▶ [Given task 1]: In the kayak-buying thread, how much does the Potomac 100es weigh?

▶ [Selected text]:
========================================================================
Looking to finally buy a Kayak after 2 years of looking. I recently found 2 on sale at Dicks this week, the Potomac 100es (179.00) and Quest Kayak by Quest (229.00.) The potomac is about 10 feet and weighs 37 pounds, the quest is just under 9.5 feet and weighs 45 pounds. I;m 5’7 and 170 pounds, would be using the kayak once a week in the chicago river and possibly beach on lake michigan. Which option do you think would be the best, or other options. I want to spend under 300.00
Get a used boat
You will get a better boat for the same money.
As the saying goes if you purchase a beginner kayak - how long do you wish to remain a beginner ? The previous post suggests buying a used kayak, I couldn’t agree more. Most beginner boats are Rec. kayaks, they often lack a front bulkhead/hatch. This will affect how much waterr they can take on should they go over. If your looking for a fun kayak to use on the occasional summer afternoon on a smooth small lake, then Dicks is fine. However if your looking to grow into kayaking as a hobby, you might wish to rent some higher priced boats and see how you like the way
they handle. Do you want to check out flowing rivers, larger lakes, fishing from your kayak, then go to several dealers that specialize in canoes and kayaks: talk with them, check out their product lines and literature.
I wanted to offer a slightly different perspective on purchasing big box rec boats. This is reposted from the other string regardign new kayaks.
========================================================================
▶ [Extracted entries]:

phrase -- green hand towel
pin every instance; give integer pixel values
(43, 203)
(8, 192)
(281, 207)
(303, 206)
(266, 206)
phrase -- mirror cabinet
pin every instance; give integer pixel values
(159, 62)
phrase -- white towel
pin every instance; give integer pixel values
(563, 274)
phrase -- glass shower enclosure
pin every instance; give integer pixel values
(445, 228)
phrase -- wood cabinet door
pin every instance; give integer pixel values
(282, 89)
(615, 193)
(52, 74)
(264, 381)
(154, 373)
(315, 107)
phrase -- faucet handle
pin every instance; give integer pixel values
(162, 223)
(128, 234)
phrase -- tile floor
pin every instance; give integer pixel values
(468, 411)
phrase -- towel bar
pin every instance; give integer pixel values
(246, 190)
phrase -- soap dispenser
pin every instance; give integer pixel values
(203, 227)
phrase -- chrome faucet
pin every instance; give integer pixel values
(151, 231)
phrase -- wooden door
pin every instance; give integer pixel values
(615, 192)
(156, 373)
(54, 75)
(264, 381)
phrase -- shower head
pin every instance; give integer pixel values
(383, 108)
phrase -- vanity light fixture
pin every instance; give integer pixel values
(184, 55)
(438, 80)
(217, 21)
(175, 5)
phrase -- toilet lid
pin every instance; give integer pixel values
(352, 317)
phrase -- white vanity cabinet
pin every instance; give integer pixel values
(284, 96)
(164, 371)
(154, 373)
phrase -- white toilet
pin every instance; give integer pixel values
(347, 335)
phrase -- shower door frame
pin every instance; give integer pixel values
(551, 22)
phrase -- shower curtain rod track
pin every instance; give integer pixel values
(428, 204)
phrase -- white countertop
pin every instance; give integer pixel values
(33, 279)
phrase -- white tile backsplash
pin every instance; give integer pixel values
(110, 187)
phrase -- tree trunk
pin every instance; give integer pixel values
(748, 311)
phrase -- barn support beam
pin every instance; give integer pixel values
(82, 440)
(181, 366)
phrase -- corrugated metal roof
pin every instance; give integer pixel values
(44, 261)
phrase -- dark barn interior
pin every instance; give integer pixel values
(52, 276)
========================================================================
▶ [Given task 2]: Render the stretch of the listing from the line containing "phrase -- vanity light fixture" through the last line of the listing as a Markdown table with the columns Row and Line. Number each row and skip blank lines.

▶ [Task result 1]: 37 pounds

▶ [Task result 2]:
| Row | Line |
|---|---|
| 1 | phrase -- vanity light fixture |
| 2 | pin every instance; give integer pixel values |
| 3 | (184, 55) |
| 4 | (438, 80) |
| 5 | (217, 21) |
| 6 | (175, 5) |
| 7 | phrase -- toilet lid |
| 8 | pin every instance; give integer pixel values |
| 9 | (352, 317) |
| 10 | phrase -- white vanity cabinet |
| 11 | pin every instance; give integer pixel values |
| 12 | (284, 96) |
| 13 | (164, 371) |
| 14 | (154, 373) |
| 15 | phrase -- white toilet |
| 16 | pin every instance; give integer pixel values |
| 17 | (347, 335) |
| 18 | phrase -- shower door frame |
| 19 | pin every instance; give integer pixel values |
| 20 | (551, 22) |
| 21 | phrase -- shower curtain rod track |
| 22 | pin every instance; give integer pixel values |
| 23 | (428, 204) |
| 24 | phrase -- white countertop |
| 25 | pin every instance; give integer pixel values |
| 26 | (33, 279) |
| 27 | phrase -- white tile backsplash |
| 28 | pin every instance; give integer pixel values |
| 29 | (110, 187) |
| 30 | phrase -- tree trunk |
| 31 | pin every instance; give integer pixel values |
| 32 | (748, 311) |
| 33 | phrase -- barn support beam |
| 34 | pin every instance; give integer pixel values |
| 35 | (82, 440) |
| 36 | (181, 366) |
| 37 | phrase -- corrugated metal roof |
| 38 | pin every instance; give integer pixel values |
| 39 | (44, 261) |
| 40 | phrase -- dark barn interior |
| 41 | pin every instance; give integer pixel values |
| 42 | (52, 276) |